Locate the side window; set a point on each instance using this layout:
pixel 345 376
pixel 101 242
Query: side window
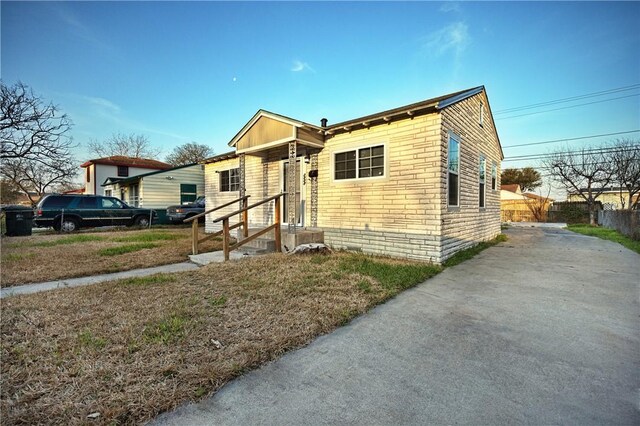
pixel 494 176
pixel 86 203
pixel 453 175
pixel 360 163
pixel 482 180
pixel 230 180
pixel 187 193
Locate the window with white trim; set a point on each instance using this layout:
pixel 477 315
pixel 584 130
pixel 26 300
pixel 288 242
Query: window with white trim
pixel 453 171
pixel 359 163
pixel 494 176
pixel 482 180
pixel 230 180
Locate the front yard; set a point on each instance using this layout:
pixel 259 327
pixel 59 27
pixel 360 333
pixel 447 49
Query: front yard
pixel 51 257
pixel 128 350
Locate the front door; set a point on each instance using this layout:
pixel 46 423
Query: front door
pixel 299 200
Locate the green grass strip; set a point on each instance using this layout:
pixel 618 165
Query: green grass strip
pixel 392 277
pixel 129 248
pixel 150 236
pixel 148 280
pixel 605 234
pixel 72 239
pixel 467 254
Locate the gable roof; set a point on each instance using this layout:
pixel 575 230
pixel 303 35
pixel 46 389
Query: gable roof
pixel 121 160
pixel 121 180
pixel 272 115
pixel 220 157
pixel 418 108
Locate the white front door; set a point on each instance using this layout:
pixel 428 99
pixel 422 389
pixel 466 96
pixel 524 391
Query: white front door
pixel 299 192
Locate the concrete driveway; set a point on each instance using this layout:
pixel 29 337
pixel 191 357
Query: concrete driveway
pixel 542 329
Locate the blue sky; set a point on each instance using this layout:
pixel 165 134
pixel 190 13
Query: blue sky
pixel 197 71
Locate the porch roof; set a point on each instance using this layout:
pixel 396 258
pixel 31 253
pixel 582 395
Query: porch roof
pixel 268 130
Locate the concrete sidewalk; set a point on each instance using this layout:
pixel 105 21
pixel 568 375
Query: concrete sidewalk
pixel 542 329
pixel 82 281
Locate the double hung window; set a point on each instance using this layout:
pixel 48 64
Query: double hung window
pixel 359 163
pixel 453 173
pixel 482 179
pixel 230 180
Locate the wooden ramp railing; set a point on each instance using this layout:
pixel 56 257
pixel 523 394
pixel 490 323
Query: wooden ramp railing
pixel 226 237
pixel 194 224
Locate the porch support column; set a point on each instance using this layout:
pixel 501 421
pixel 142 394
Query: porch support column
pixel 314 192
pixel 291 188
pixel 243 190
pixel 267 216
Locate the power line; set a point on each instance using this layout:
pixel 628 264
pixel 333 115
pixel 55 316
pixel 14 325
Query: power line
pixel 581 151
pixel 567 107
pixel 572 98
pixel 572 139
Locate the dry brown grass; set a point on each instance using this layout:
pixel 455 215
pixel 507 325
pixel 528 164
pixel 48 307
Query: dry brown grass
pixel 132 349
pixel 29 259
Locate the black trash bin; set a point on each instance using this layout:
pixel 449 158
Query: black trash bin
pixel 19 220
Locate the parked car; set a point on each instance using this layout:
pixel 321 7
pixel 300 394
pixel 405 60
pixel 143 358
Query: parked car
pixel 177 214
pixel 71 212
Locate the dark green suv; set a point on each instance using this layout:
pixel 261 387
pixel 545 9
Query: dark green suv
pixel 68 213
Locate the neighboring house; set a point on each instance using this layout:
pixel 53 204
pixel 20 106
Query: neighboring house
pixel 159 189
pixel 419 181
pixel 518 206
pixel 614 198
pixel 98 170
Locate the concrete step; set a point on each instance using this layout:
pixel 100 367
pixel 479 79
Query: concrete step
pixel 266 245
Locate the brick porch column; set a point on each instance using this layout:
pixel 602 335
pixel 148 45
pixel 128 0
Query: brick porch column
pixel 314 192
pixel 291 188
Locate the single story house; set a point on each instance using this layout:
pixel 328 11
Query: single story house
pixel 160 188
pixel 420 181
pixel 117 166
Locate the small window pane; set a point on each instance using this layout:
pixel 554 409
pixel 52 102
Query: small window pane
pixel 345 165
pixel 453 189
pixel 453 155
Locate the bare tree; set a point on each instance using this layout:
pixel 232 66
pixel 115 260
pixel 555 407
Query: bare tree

* **Task details**:
Without copying any picture, repeat the full listing above word for word.

* **Output for this exercise**:
Locate the side window; set a point on each instance using this layout:
pixel 345 376
pixel 101 242
Query: side window
pixel 494 176
pixel 86 203
pixel 453 175
pixel 360 163
pixel 482 180
pixel 230 180
pixel 187 193
Locate the window with white trim; set a point on each instance using this layout:
pixel 477 315
pixel 584 130
pixel 26 300
pixel 288 242
Query: window with white trim
pixel 453 171
pixel 359 163
pixel 494 176
pixel 482 180
pixel 230 180
Locate the front yard; set a point on each instance using this layout:
pixel 259 327
pixel 59 27
pixel 360 333
pixel 447 49
Query: front yard
pixel 51 257
pixel 128 350
Locate the front door; set a point on each instance using this layout:
pixel 46 423
Query: front door
pixel 299 200
Locate the green grass strip; set a point on each instance using this layout:
pixel 618 165
Query: green grass strip
pixel 392 277
pixel 129 248
pixel 150 236
pixel 148 280
pixel 605 234
pixel 72 239
pixel 467 254
Locate the gable roof; set a point on each instance using this layout:
pixel 575 230
pixel 303 35
pixel 46 389
Query: gable roof
pixel 121 160
pixel 121 180
pixel 272 115
pixel 220 157
pixel 418 108
Locate the white front door; set a point on each instance using this layout:
pixel 428 99
pixel 422 389
pixel 466 96
pixel 524 391
Query: white front door
pixel 299 192
Locate the concrete driveway; set a point on each instance using this layout:
pixel 29 337
pixel 191 357
Query: concrete driveway
pixel 542 329
Locate the blue sky; set a point on each instance using this layout:
pixel 165 134
pixel 190 13
Query: blue sky
pixel 197 71
Locate the porch roof; set a point on each instance using this layout:
pixel 396 258
pixel 31 253
pixel 582 395
Query: porch roof
pixel 268 130
Locate the concrete sidewalk; set a point on each instance using this layout:
pixel 105 21
pixel 568 375
Query: concrete sidewalk
pixel 542 329
pixel 82 281
Locate the double hung window; set a point on each instance using this layout:
pixel 48 64
Query: double hung window
pixel 359 163
pixel 453 173
pixel 482 179
pixel 230 180
Locate the wooden ramp railing; set a point on each instance using this layout:
pixel 56 257
pixel 523 394
pixel 490 323
Query: wooden ramp railing
pixel 226 237
pixel 194 224
Locate the porch support column; set a point on each instance using this layout:
pixel 501 421
pixel 142 394
Query: porch support column
pixel 314 192
pixel 291 188
pixel 243 190
pixel 267 216
Locate the power line; set a point on each instance using this layout:
pixel 628 264
pixel 333 115
pixel 55 316
pixel 14 325
Query: power line
pixel 581 151
pixel 567 107
pixel 572 98
pixel 572 139
Locate the dry brown grass; set a point on each instance using this layout:
pixel 455 215
pixel 507 325
pixel 528 164
pixel 48 307
Query: dry brown grass
pixel 132 349
pixel 29 259
Locate the black trash bin; set a point on each instance using this layout:
pixel 449 158
Query: black trash bin
pixel 19 220
Locate the parked car; set a point on each instance using this layout:
pixel 321 7
pixel 300 394
pixel 405 60
pixel 143 358
Query: parked car
pixel 177 214
pixel 71 212
Locate the dark green suv; set a point on each instance using this layout:
pixel 261 387
pixel 545 9
Query: dark green suv
pixel 68 213
Locate the neighboring house; set a point on each instance using this layout:
pixel 53 204
pixel 20 106
Query: neighboring house
pixel 159 189
pixel 419 181
pixel 518 206
pixel 614 198
pixel 98 170
Locate the concrete step; set a point on each instance using this layout:
pixel 100 367
pixel 479 79
Query: concrete step
pixel 266 245
Locate the brick porch column; set a point on each instance using this layout:
pixel 602 335
pixel 148 45
pixel 128 0
Query: brick porch column
pixel 314 192
pixel 291 188
Locate the single story house; set a point on each instance using this layout:
pixel 328 11
Query: single story house
pixel 160 188
pixel 420 181
pixel 117 166
Locate the small window pane; set a point on each instance using this layout:
pixel 554 409
pixel 52 102
Query: small window pane
pixel 345 165
pixel 453 189
pixel 453 155
Locate the bare tree; set a point on each instance using this layout:
pixel 232 66
pixel 115 260
pixel 555 407
Query: bare tree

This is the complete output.